Material provided below:
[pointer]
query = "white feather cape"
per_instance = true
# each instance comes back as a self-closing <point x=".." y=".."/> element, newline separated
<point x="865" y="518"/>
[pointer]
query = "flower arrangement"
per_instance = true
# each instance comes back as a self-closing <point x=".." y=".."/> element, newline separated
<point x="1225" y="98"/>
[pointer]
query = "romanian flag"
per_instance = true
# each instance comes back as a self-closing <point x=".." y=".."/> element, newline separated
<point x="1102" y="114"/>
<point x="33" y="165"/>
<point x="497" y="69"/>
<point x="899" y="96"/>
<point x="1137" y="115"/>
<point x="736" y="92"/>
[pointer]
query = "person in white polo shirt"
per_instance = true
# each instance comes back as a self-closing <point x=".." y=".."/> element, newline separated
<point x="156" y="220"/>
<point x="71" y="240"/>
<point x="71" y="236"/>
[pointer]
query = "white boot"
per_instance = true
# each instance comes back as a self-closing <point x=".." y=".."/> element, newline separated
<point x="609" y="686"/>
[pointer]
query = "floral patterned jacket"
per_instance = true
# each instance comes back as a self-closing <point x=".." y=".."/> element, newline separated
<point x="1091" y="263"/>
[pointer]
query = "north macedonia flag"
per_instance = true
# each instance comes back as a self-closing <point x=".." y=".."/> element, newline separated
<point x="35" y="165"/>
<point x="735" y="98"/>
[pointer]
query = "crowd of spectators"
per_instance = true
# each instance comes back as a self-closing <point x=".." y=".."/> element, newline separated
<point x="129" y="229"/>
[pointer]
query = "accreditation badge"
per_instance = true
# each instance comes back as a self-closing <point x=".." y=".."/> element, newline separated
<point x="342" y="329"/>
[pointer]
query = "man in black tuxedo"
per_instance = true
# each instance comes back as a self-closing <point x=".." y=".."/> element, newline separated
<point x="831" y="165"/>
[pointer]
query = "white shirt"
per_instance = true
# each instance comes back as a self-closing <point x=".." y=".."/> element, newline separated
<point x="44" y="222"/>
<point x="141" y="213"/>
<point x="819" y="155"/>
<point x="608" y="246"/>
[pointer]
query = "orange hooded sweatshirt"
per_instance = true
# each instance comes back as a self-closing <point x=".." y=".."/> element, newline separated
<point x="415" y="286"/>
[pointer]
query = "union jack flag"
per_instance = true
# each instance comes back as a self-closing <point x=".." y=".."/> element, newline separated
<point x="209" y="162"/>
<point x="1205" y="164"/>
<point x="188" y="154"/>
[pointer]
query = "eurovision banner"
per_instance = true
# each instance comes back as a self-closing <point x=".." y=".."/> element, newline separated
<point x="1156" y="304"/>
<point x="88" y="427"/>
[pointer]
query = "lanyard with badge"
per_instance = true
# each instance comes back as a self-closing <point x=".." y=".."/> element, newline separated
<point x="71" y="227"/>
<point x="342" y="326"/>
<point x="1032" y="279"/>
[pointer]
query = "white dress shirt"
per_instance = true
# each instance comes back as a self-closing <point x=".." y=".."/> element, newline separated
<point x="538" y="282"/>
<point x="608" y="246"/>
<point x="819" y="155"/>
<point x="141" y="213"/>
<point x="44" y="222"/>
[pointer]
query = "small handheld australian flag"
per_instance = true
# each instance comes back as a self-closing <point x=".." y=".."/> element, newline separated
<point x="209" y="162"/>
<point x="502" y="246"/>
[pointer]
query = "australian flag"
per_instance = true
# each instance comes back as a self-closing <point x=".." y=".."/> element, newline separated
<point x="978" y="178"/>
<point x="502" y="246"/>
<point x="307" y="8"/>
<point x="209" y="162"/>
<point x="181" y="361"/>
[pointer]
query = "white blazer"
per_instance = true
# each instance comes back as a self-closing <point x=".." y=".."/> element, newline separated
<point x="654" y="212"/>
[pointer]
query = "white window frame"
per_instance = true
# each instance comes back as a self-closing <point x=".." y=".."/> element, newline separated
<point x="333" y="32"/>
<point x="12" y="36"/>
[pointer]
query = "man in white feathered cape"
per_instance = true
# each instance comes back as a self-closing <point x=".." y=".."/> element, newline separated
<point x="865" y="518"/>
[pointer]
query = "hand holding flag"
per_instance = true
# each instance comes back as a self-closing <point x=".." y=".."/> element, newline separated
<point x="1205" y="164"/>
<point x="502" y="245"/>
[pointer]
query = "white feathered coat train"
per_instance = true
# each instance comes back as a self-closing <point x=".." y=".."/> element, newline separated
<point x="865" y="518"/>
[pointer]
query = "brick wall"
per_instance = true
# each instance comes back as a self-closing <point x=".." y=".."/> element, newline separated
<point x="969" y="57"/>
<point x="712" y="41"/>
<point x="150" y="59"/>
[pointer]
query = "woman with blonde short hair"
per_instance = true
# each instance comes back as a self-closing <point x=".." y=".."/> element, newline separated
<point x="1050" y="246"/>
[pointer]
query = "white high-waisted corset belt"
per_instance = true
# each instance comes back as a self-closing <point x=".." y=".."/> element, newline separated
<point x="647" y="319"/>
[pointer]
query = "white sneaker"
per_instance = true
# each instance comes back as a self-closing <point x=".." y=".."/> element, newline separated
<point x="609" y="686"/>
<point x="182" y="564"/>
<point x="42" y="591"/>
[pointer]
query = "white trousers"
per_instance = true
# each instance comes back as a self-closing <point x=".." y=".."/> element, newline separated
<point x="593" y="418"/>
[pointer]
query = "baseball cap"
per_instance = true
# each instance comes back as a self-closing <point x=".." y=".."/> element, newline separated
End of Material provided.
## What you need to do:
Throughout the material above, count each line holding "flag" and answer with the total alone.

## Written reply:
6